- [What you need to do]:
**A)** For each statement about the email delivery discussion, say yes or no to whether the discussion agrees with it, and quote the deciding words. (i) RFC 5321 says the retry interval should be at least 30 minutes. (ii) Duplicate DMARC reports arrive from outlook.com. (iii) The client at the large company reached out by email.
**B)** Write what follows the final sentence of the email delivery discussion.

- [Passage provided]:
Both Microsoft and Google seem to do it just fine using their main infrastructure though, so there's that. And apart from (performing or hopefully kickstarting) troubleshooting of SPF and (especially) DKIM failures, going through the forensic reports (which not everyone sends, even if they do summaries, due to message privacy concerns) will definitely satisfy your 'WTF-quota' for the day, since you get to see some spoofed messages that are usually just blackholed, and some of those are truly bizarre...
That's generally not very clever, as it will impose an unneeded burden on a receiving server which actually has temporary resource problems, and it will collide with greylisting, for example.
RFC 5321 states in section "4.5.4.1. Sending Strategy" that the retry interval should be at least 30 minutes, while the give-up time needs to be at least 4–5 days:
3. SHOULD This word, or the adjective "RECOMMENDED", mean that there may exist valid reasons in particular circumstances to ignore a particular item, but the full implications must be understood and carefully weighed before choosing a different course.
MUST is a requirement. You left out the "however" part:
In general, the retry interval SHOULD be at least 30 minutes; however, more sophisticated and variable strategies will be beneficial when the SMTP client can determine the reason for non-delivery.
There's absolutely nothing wrong with a fine tuned backoff. I am not saying the specific backoff discussed by GP is best, merely that 30 minutes is absolutely not a requirement, and in fact, discussed in tandem with the fact that "more sophisticated strategies" are actually beneficial.
The RFC does not agree with you. Partially quoted as you have, does not help.
RFCs have very little to do anymore with the realities of email delivery. And advocating for password reset emails to only be retried after 30 minutes (all while the user is manically mashing the 'resend link' button) and/or to be kept around for 5 days (while the link contained therein expires after an hour) doesn't either.
I routinely get between 5 and 10 duplicates of DMARC reports from Google for gmail. Searching on this, it's a known phenomenon. No one else has this issue. I don't get dupes from outlook.com, hotmail, yahoo, etc, etc.
But it's Google. Fairly typical for their modern quality control and engineering practices. I view them as a little like when Volkswagen stopped being run by engineers, and instead by accountants.
I wouldn't say entirely. I had a client with a large company contact me on LinkedIn saying that they wanted to buy my product but no one would respond to their emails. Their system was nuking my responses until I set up DMARC reporting, and I had no indication it was happening on my end. No "failed to deliver" message and nothing in the logs, just email that vanished into the ether.

- [Dataset excerpts]:
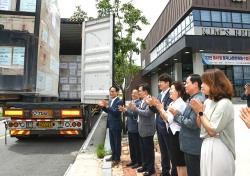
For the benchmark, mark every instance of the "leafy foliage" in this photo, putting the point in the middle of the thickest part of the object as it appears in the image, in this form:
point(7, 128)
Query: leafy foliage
point(128, 21)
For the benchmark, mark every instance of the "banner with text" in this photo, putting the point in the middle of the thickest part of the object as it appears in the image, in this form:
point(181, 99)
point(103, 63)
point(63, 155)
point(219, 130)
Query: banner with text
point(225, 59)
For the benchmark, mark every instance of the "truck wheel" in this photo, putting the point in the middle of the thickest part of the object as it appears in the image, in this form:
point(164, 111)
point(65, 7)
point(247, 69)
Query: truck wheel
point(86, 123)
point(32, 136)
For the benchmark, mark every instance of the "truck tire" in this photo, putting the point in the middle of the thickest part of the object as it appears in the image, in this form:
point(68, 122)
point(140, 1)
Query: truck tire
point(86, 127)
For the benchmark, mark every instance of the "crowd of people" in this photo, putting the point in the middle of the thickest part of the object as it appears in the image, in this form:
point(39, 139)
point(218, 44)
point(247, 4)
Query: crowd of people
point(194, 124)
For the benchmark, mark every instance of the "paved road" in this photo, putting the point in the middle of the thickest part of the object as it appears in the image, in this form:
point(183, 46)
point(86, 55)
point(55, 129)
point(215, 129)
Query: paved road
point(242, 140)
point(41, 157)
point(52, 156)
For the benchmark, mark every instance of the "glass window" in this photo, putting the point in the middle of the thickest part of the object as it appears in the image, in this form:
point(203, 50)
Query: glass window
point(197, 23)
point(236, 17)
point(237, 25)
point(227, 25)
point(216, 16)
point(188, 21)
point(196, 15)
point(206, 23)
point(216, 24)
point(183, 25)
point(245, 18)
point(205, 15)
point(226, 17)
point(246, 26)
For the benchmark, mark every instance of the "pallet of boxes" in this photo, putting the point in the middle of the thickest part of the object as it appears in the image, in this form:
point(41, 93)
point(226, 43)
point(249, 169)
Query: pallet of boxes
point(70, 77)
point(29, 48)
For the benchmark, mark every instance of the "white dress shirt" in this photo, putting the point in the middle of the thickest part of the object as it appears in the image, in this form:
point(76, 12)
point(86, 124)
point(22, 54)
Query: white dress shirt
point(181, 106)
point(112, 101)
point(164, 93)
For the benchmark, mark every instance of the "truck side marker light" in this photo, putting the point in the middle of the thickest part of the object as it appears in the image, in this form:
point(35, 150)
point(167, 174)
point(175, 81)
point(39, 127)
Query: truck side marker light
point(75, 113)
point(13, 112)
point(67, 124)
point(19, 132)
point(69, 132)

- [Answers for the tasks]:
**A)**
(i) Yes: "the retry interval should be at least 30 minutes"
(ii) No: "I don't get dupes from outlook.com, hotmail, yahoo, etc, etc."
(iii) No: "I had a client with a large company contact me on LinkedIn"

**B)**
There was nothing to do about the reports most of the time. Just get mad that people are accepting spoofed mail that fails DKIM and SPF.
But mostly, the phishing campaigns with our branding just stopped spoofing addresses. Turns out, lots of email clients don't show the sender address and people who get a phishing email about Service Y from info@johnsplumbingservices.example.com may get phished.
Microsoft sends me DMARC reports saying "yes, everything was accepted 100%, all good". The delivery logs on our end look good as well. However, they silently drop a large portion of messages with a Hotmail destination.
Like: if you truly want to ensure delivery to an Office 365 tenant, EWS is pretty much the only option. Anything else will have random gaps, even after the tenant themselves have begged everyone they could find to let that particular sender, domain, IP, and everything through no matter what...
The article is correct though. Microsoft has never done it just fine. Their reports are constantly interrupted and at one point it lasted years. Microsoft also wasn't following spec on handling DMARC rules and would take failed messages with a reject policy that should have been dropped and then put them in the spam folder, creating massive phishing risk. I believe they have finally started to get their act straight but for a long time they were the biggest problem in the space.
Google has usually been one of the leaders in the DMARC space though. Yahoo too.
Yes, Gmail for example will drop emails from mass-senders that don't implement both SPF and DKIM.
(For me, it's sort-of the opposite: there are fun spam patterns to be found in DMARC records with reporting addresses!)
I don't see how that's related at all to specifying report addresses in the DMARC record.
Rejecting DMARC reports from any sender that doesn't have a correct SPF/DKIM/DMARC setup is the bare minimum.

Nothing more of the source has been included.